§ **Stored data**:

____

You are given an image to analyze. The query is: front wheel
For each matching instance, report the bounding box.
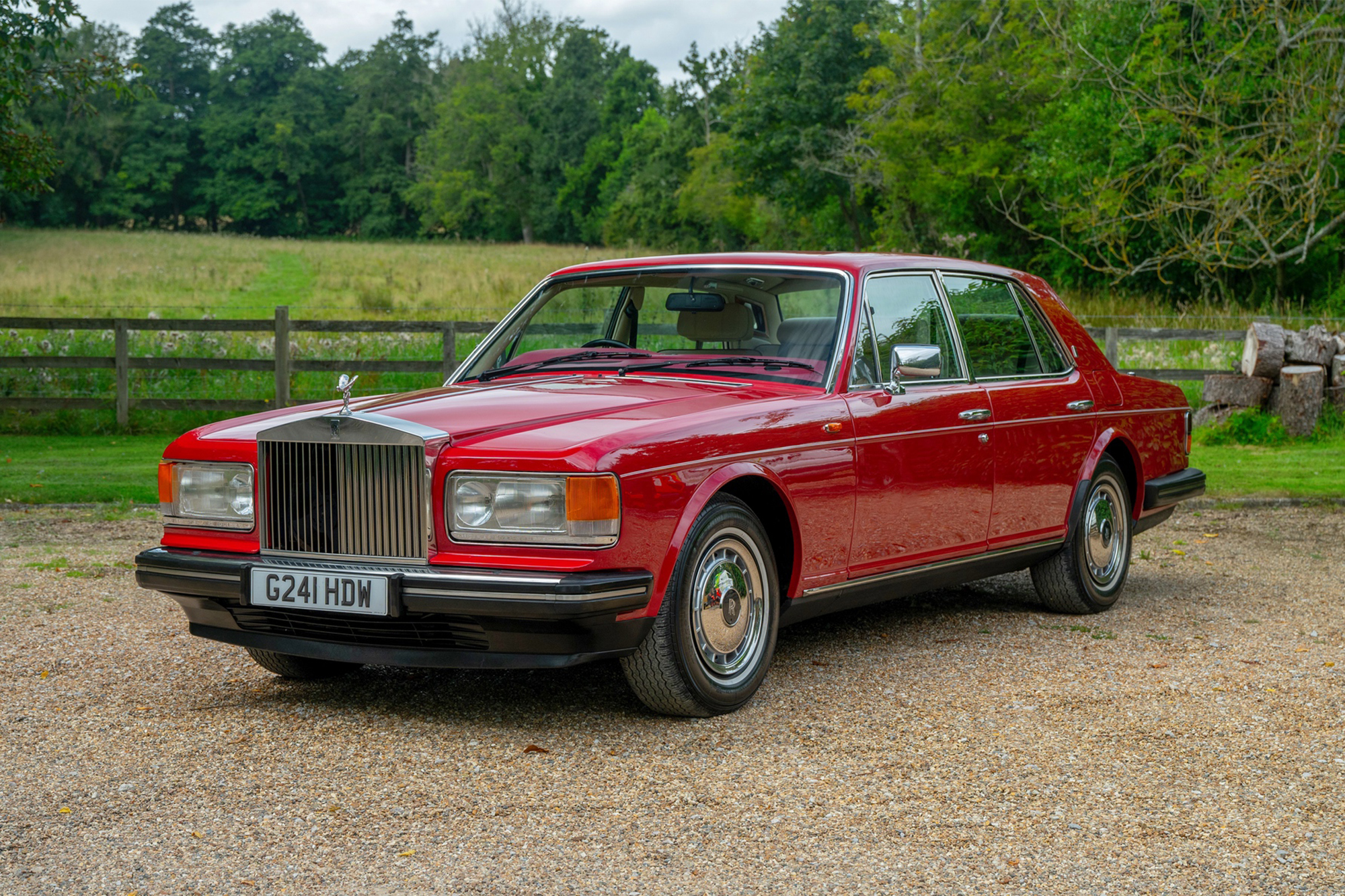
[621,495,780,716]
[1032,456,1131,615]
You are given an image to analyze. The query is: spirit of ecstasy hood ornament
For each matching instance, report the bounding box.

____

§ **Goal**:
Copy the entries above word for word, leaving out the pictures.

§ **Output for this exercise**:
You are given an image to analyze. The query is: front wheel
For each matching instance, report the bounding box.
[621,495,780,716]
[1032,456,1131,615]
You are given an image to analyze. The query is: spirit of ecstasy hood ornament
For each matching instance, report the bounding box.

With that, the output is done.